◆ INSTRUCTIONS FOR THE TASK
Reproduce the rows from the first line through the line containing "(1217, 653)", switching every "pixel coordinates" to "image coordinates" and leaving everything else unchanged.

◆ ENTRIES
- - -
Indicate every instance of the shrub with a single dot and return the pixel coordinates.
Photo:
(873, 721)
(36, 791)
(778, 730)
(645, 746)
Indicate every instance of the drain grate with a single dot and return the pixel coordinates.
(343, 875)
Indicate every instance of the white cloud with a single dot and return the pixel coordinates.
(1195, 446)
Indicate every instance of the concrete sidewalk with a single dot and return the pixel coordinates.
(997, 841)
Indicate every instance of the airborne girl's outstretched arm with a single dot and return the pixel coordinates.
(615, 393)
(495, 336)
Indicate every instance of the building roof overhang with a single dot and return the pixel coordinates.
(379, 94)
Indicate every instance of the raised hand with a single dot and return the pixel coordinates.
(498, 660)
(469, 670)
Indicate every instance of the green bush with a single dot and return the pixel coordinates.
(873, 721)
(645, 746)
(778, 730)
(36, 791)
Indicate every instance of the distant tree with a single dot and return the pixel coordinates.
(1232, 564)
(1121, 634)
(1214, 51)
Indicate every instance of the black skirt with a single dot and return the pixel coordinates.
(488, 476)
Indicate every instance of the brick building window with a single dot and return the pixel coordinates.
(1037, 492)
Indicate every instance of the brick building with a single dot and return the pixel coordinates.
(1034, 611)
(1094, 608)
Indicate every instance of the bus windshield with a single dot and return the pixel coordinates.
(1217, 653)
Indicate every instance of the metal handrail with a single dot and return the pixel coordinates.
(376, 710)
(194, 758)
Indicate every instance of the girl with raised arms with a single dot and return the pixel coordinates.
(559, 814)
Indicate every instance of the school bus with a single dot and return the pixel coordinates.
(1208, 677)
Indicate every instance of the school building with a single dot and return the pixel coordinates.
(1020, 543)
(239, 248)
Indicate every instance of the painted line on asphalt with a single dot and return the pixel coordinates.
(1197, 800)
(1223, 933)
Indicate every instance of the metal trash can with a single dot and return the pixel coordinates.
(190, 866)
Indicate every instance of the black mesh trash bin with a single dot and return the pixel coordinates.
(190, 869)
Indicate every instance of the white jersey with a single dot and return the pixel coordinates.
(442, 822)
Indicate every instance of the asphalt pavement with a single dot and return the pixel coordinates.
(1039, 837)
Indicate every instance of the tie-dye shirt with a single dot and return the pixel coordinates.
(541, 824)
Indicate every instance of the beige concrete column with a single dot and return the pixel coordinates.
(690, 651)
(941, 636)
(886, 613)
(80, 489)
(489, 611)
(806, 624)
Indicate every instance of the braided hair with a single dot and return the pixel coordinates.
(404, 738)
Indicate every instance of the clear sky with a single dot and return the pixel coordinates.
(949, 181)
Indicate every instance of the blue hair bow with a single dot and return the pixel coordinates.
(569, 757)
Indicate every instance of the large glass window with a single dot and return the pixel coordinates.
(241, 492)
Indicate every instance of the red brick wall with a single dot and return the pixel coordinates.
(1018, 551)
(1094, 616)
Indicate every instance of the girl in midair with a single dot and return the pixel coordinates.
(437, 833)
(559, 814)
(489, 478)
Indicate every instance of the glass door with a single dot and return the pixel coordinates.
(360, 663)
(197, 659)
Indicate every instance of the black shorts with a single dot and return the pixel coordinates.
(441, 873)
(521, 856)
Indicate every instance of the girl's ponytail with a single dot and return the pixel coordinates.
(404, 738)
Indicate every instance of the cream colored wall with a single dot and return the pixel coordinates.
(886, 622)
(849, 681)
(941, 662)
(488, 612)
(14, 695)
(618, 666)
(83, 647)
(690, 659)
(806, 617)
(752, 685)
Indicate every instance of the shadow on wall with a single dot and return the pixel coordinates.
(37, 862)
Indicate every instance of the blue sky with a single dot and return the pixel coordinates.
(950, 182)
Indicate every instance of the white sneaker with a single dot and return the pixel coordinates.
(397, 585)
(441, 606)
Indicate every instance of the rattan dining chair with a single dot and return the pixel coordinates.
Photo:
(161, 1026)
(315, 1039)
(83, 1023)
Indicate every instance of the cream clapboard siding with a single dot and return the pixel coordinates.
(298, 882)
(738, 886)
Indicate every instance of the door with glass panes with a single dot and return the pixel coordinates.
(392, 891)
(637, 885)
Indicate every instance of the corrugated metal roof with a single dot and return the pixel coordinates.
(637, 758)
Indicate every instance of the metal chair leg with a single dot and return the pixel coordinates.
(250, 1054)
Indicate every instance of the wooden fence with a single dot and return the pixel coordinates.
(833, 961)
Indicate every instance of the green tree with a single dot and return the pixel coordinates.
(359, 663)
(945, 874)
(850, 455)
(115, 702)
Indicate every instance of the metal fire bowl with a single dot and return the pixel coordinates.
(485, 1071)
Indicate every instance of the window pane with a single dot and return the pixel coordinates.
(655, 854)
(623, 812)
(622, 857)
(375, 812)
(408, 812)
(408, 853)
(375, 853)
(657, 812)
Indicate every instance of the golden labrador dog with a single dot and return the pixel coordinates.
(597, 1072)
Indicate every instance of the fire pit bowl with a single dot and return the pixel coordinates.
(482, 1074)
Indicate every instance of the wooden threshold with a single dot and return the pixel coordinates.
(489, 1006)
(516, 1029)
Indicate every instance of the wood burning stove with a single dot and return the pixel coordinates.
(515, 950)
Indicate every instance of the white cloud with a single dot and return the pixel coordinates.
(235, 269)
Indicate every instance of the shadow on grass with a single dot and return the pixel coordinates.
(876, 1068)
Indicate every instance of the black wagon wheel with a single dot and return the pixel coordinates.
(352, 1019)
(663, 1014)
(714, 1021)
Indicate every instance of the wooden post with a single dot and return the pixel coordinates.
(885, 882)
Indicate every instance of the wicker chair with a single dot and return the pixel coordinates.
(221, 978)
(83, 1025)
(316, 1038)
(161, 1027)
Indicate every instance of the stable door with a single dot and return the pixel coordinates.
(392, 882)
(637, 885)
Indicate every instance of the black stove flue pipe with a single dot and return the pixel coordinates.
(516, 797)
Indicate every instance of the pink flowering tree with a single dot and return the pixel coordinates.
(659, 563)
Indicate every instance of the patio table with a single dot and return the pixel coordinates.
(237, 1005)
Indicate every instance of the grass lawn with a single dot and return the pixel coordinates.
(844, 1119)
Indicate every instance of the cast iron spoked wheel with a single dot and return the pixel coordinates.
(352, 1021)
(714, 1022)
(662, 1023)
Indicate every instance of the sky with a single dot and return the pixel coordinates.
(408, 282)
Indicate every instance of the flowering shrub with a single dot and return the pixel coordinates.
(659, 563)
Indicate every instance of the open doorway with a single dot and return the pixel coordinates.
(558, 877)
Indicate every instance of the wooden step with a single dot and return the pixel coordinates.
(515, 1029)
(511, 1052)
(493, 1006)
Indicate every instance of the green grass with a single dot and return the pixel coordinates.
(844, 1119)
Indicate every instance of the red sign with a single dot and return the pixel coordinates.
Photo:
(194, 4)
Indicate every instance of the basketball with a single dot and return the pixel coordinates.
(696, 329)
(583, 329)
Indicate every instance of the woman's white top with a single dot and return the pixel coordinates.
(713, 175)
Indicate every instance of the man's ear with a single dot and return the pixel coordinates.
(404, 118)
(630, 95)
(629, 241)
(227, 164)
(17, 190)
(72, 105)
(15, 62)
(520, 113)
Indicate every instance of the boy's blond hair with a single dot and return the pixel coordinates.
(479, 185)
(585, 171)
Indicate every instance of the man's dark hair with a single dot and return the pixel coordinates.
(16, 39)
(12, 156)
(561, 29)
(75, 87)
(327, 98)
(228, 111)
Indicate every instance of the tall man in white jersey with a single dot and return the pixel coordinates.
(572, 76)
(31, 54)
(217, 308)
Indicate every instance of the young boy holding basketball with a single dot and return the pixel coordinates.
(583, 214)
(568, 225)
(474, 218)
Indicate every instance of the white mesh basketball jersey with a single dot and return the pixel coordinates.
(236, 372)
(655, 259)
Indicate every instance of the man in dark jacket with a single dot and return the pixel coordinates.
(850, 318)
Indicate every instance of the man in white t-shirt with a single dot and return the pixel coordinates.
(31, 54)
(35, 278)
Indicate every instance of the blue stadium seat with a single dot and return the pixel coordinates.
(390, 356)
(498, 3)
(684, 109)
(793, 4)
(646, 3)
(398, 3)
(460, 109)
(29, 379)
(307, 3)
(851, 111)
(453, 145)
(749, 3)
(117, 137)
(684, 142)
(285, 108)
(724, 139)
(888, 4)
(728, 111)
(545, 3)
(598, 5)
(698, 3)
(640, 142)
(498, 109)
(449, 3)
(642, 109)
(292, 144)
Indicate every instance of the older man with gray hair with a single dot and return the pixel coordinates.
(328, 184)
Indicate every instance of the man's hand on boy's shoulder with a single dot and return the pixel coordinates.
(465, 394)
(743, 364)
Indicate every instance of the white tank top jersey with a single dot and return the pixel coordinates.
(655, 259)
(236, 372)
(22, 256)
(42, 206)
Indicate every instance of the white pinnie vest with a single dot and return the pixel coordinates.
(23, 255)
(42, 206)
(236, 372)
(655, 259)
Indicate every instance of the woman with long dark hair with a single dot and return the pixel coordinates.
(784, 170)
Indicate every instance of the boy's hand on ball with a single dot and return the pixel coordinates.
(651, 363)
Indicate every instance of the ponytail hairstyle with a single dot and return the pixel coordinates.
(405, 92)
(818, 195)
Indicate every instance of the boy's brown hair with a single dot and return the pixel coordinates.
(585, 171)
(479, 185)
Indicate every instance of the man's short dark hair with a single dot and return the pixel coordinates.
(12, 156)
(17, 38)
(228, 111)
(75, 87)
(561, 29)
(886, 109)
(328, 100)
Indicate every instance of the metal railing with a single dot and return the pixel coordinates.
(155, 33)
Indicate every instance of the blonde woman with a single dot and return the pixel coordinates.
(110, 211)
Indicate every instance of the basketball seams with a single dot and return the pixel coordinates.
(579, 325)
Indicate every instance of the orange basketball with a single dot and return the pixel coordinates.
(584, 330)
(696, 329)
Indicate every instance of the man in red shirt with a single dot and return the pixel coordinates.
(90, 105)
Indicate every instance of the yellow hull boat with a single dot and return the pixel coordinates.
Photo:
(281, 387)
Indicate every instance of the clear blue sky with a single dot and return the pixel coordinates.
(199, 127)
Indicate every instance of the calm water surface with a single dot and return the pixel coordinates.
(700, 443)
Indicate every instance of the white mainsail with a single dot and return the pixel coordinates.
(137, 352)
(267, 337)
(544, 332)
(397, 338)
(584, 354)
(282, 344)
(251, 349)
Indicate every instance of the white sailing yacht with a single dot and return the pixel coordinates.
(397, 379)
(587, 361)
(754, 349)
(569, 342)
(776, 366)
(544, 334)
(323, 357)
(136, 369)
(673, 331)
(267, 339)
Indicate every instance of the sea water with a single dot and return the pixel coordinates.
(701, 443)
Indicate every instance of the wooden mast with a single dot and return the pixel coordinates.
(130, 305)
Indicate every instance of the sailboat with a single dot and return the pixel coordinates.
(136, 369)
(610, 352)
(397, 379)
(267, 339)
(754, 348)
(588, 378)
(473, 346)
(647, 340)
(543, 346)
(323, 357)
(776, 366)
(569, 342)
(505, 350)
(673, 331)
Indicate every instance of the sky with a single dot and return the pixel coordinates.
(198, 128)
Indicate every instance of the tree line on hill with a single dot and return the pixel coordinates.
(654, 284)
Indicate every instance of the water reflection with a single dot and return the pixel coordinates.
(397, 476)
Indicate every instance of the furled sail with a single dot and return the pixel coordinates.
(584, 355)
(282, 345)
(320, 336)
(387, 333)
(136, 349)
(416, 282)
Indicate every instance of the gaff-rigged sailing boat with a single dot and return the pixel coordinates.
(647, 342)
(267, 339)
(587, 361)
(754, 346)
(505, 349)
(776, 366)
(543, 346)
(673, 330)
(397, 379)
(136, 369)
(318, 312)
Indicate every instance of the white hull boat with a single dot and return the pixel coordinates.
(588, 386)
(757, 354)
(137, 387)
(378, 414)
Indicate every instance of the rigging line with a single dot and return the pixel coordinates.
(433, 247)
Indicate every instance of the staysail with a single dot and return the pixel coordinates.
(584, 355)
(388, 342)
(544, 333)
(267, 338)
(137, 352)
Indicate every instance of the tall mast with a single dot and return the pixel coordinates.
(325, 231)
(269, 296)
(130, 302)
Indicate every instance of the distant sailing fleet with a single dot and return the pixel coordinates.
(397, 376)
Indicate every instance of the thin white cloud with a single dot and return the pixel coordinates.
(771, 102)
- - -
◆ RESULT
Indicate every instance of the shrub with a single dot and return the image coordinates.
Photo:
(873, 721)
(36, 791)
(778, 730)
(645, 746)
Indicate every instance of the drain grate with a single dot and return the image coordinates.
(343, 875)
Indicate every instance of the white cloud with a single dot and return the image coordinates.
(1195, 446)
Indicate every instance of the concrete sidewalk with a single dot and return the image coordinates.
(997, 841)
Indicate every instance of the airborne girl's outstretched arm with a single dot and return the image coordinates.
(615, 393)
(495, 336)
Indicate every instance of the building roof overhang with a single dot and return the image coordinates.
(379, 94)
Indicate every instance of the raised hand with a single dot and return the image coordinates.
(498, 660)
(469, 670)
Indicate every instance of the green bush with a single dot and return the image coordinates.
(873, 721)
(645, 746)
(778, 730)
(36, 791)
Indicate every instance of the distant tree with a single dot and return the image coordinates.
(1232, 564)
(1121, 634)
(1214, 51)
Indicate every instance of the black skirt with a single dot and return the image coordinates.
(488, 476)
Indicate every instance of the brick building window with a single dot and return the image coordinates.
(1037, 492)
Indicate every instance of the brick building with a single dot and return the image coordinates.
(1034, 611)
(1094, 608)
Indicate every instance of the bus windshield with a single dot and return the image coordinates.
(1217, 653)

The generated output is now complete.